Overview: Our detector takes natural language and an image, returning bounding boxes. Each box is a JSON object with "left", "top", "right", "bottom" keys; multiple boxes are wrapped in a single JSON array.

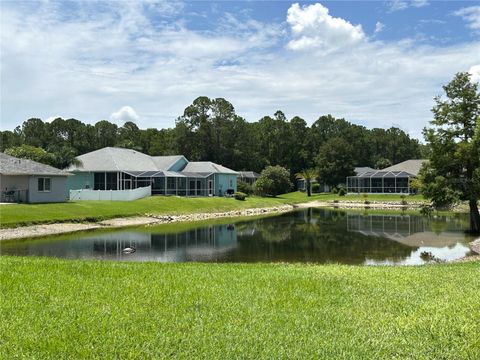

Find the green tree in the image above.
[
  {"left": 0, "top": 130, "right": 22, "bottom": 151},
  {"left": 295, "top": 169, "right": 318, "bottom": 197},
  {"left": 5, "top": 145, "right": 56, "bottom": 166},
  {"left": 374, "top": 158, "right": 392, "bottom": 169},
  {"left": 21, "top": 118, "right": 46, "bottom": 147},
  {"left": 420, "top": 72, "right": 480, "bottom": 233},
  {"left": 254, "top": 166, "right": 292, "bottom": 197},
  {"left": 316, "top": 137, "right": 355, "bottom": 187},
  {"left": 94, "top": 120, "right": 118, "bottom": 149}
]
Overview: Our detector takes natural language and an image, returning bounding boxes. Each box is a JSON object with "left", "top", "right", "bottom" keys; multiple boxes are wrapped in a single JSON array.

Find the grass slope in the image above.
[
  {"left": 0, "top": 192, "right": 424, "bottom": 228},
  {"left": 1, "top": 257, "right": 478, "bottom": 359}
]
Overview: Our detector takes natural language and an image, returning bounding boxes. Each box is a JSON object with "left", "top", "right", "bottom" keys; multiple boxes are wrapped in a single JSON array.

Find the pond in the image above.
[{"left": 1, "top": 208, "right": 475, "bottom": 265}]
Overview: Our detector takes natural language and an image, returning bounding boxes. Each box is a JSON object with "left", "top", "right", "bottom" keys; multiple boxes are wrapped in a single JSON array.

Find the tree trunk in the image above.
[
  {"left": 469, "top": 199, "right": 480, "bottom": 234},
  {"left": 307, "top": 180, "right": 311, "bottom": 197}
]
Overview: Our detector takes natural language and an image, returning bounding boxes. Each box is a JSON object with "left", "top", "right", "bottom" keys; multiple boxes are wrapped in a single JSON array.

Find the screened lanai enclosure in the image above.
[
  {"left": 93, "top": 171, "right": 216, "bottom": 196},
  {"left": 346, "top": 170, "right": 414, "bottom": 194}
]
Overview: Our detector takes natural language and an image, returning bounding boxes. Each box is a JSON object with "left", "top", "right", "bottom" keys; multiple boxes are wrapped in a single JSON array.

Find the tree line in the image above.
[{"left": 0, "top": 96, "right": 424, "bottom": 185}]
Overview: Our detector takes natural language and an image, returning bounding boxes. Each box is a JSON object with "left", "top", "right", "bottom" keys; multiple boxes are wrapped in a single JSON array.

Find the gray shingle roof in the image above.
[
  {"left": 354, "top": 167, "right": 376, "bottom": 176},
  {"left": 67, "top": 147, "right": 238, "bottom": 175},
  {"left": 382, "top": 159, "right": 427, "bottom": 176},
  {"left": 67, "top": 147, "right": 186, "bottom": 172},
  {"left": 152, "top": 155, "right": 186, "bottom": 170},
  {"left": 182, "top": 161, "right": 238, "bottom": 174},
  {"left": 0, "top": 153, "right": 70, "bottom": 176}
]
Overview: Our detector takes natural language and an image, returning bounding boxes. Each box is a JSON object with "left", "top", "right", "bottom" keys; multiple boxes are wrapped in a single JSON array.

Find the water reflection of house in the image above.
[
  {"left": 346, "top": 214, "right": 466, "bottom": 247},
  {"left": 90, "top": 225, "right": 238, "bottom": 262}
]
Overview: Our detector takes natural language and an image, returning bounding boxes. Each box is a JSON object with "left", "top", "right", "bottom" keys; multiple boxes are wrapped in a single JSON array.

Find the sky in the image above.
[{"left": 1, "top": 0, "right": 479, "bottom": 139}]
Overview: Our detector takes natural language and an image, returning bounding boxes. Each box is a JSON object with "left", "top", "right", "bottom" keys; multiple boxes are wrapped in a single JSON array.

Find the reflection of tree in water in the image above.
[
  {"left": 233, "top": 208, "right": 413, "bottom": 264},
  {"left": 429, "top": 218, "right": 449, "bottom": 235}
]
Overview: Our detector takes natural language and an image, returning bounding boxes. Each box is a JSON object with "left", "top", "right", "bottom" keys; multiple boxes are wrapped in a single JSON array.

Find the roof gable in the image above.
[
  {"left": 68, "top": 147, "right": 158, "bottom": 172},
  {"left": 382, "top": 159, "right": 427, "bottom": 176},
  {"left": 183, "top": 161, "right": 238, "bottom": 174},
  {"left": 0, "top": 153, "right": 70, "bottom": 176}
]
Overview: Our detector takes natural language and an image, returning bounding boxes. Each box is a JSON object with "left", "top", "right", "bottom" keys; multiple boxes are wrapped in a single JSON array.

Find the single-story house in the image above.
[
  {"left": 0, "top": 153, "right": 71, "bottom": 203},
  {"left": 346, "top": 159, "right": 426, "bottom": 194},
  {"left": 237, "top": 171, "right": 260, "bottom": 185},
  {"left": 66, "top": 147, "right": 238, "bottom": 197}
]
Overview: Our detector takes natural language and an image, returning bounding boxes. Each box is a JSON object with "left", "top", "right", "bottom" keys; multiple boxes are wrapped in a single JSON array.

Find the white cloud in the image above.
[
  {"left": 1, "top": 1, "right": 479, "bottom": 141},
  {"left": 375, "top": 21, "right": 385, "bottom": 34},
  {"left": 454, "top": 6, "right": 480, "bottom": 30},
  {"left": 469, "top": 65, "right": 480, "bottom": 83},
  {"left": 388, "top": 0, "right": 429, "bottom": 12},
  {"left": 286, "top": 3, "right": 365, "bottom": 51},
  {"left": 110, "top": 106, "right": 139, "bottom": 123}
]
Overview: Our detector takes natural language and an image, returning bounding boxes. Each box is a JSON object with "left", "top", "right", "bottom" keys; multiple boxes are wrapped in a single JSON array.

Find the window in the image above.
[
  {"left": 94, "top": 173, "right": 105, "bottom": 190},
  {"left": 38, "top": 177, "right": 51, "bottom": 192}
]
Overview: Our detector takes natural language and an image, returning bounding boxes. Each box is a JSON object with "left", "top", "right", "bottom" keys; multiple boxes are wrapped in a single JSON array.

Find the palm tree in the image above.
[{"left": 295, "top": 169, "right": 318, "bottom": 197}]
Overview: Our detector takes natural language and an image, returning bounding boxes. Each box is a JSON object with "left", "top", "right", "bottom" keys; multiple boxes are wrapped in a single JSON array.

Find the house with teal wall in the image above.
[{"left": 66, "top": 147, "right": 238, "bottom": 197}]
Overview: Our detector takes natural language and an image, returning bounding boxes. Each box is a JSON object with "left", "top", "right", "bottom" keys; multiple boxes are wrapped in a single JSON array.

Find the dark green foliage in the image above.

────────────────────

For every entry above, write it out exactly and remove any image.

Overview: Our detector takes natural language and an image, returning bounding boxes. Each box is a JSON object with "left", "top", "right", "bottom" keys; multiple boxes are wrapped in a single JSON array.


Find the green tree in the image above.
[
  {"left": 0, "top": 130, "right": 22, "bottom": 151},
  {"left": 295, "top": 169, "right": 318, "bottom": 197},
  {"left": 5, "top": 145, "right": 56, "bottom": 166},
  {"left": 374, "top": 158, "right": 392, "bottom": 169},
  {"left": 21, "top": 118, "right": 46, "bottom": 147},
  {"left": 420, "top": 72, "right": 480, "bottom": 233},
  {"left": 254, "top": 166, "right": 292, "bottom": 197},
  {"left": 316, "top": 137, "right": 355, "bottom": 187},
  {"left": 94, "top": 120, "right": 118, "bottom": 149}
]
Overview: Our detector takes natural language and an image, returning bounding boxes. Each box is a JSON object with "left", "top", "right", "bottom" keys; multiple boxes are wrapped in a single JSON array.

Find the grass slope in the image above.
[
  {"left": 0, "top": 192, "right": 424, "bottom": 228},
  {"left": 1, "top": 257, "right": 478, "bottom": 359}
]
Overview: Our detector takes natural language and an image, returning bounding boxes. Each box is a JSON object with "left", "top", "right", "bottom" keys; multiple boxes are wrapped in a single JSON array.

Find the pond in the image above.
[{"left": 1, "top": 208, "right": 475, "bottom": 265}]
Overview: Our detector takes natural language and an image, returning bounding boxes. Each box is a JSON object with "left", "top", "right", "bottom" keys; multiple boxes are wrapped in a single JSON array.

Find the tree trunk in the image above.
[
  {"left": 469, "top": 199, "right": 480, "bottom": 234},
  {"left": 307, "top": 180, "right": 311, "bottom": 197}
]
Overview: Our detector takes natural language and an image, returning bounding boxes. Each box is a JSON object with "left", "top", "right", "bottom" keys; multiple boxes are wrapped in a single JSON array.

Find the screened lanai enclosure in the image above.
[
  {"left": 93, "top": 171, "right": 216, "bottom": 196},
  {"left": 346, "top": 170, "right": 414, "bottom": 194}
]
Overview: Our detector takes natural language and an image, returning bounding boxes. Each box is a JSON object with "left", "top", "right", "bottom" keys; multiple boxes are wrapped in a single JSON array.

Find the tree line in the image above.
[{"left": 0, "top": 96, "right": 424, "bottom": 185}]
Overview: Our detector takes natural language and an image, returning bounding boxes. Each box is a JSON object with "left", "top", "right", "bottom" keys; multiple boxes are wrapped in a single JSON array.

Find the gray shingle roof in the image above.
[
  {"left": 354, "top": 167, "right": 376, "bottom": 176},
  {"left": 67, "top": 147, "right": 238, "bottom": 175},
  {"left": 382, "top": 159, "right": 427, "bottom": 176},
  {"left": 67, "top": 147, "right": 186, "bottom": 172},
  {"left": 152, "top": 155, "right": 186, "bottom": 170},
  {"left": 182, "top": 161, "right": 238, "bottom": 174},
  {"left": 0, "top": 153, "right": 70, "bottom": 176}
]
Overview: Our detector takes natural language and an image, returning bounding boxes. Each box is a JSON object with "left", "top", "right", "bottom" keys; multiple boxes are wrapped in a single JSON array.

Find the water reflection of house in the image above.
[
  {"left": 346, "top": 214, "right": 466, "bottom": 247},
  {"left": 90, "top": 225, "right": 238, "bottom": 262}
]
Overview: Our detector takes natural language and an image, returning bounding boxes. Each box is a JSON object with "left", "top", "right", "bottom" keys; multiple boxes are wrapped in a single JSON array.

Find the sky in the image above.
[{"left": 1, "top": 0, "right": 479, "bottom": 139}]
Overview: Our detector takes natural language and an image, returning bounding boxes. Each box is a JSON object with "left", "top", "right", "bottom" keys; multiple boxes are wrapped in a single JSON array.

Find the reflection of tree in water in the image above.
[
  {"left": 233, "top": 208, "right": 413, "bottom": 264},
  {"left": 429, "top": 218, "right": 449, "bottom": 235}
]
Overview: Our detector takes natural language and an image, returning bounding boxes. Each box is a JSON object with "left", "top", "right", "bottom" keys; multiple boxes are wrapped in a single JSON array.

Find the roof gable in the image above.
[
  {"left": 68, "top": 147, "right": 158, "bottom": 172},
  {"left": 382, "top": 159, "right": 427, "bottom": 176},
  {"left": 183, "top": 161, "right": 238, "bottom": 174},
  {"left": 0, "top": 153, "right": 70, "bottom": 176}
]
Overview: Our detector takes natural language and an image, returning bounding boxes. Each box is a JSON object with "left", "top", "right", "bottom" keys; multiple boxes are wrapped in a single JSON array.

Find the single-story house in the image above.
[
  {"left": 0, "top": 153, "right": 71, "bottom": 203},
  {"left": 346, "top": 159, "right": 426, "bottom": 194},
  {"left": 237, "top": 171, "right": 260, "bottom": 185},
  {"left": 66, "top": 147, "right": 238, "bottom": 197}
]
Overview: Our detector takes natural language and an image, returning bounding boxes. Each box is a JSON object with "left", "top", "right", "bottom" keys; multiple boxes are wrapped in a single JSON array.

Find the white cloud in the image above.
[
  {"left": 1, "top": 1, "right": 479, "bottom": 141},
  {"left": 375, "top": 21, "right": 385, "bottom": 34},
  {"left": 454, "top": 6, "right": 480, "bottom": 30},
  {"left": 469, "top": 65, "right": 480, "bottom": 83},
  {"left": 388, "top": 0, "right": 429, "bottom": 12},
  {"left": 286, "top": 3, "right": 365, "bottom": 51},
  {"left": 110, "top": 106, "right": 139, "bottom": 123}
]
Overview: Our detector takes natural language and an image, returning bounding boxes. Each box is a JSON object with "left", "top", "right", "bottom" keys; multiple boxes are wrapped in a single JSON array.

Find the window in the image above.
[
  {"left": 94, "top": 173, "right": 105, "bottom": 190},
  {"left": 38, "top": 177, "right": 51, "bottom": 192}
]
Overview: Our detector takes natural language and an image, returning bounding boxes. Each box is a JSON object with "left", "top", "right", "bottom" keys; multiple boxes are wrapped in a single JSON array.

Find the palm tree in the image above.
[{"left": 295, "top": 169, "right": 318, "bottom": 197}]
Overview: Our detector takes natural language and an image, returning bounding boxes. Each box is a JSON object with "left", "top", "right", "bottom" keys; multiple boxes are wrapped in a single JSON array.

Find the house with teal wall in the image above.
[{"left": 66, "top": 147, "right": 238, "bottom": 197}]
Overview: Our detector takes natural language and an image, returning bounding boxes. Each box is a JSON object with "left", "top", "right", "bottom" keys; multiple boxes are wrapped in a single JSON array.

Find the dark green foliage in the image above.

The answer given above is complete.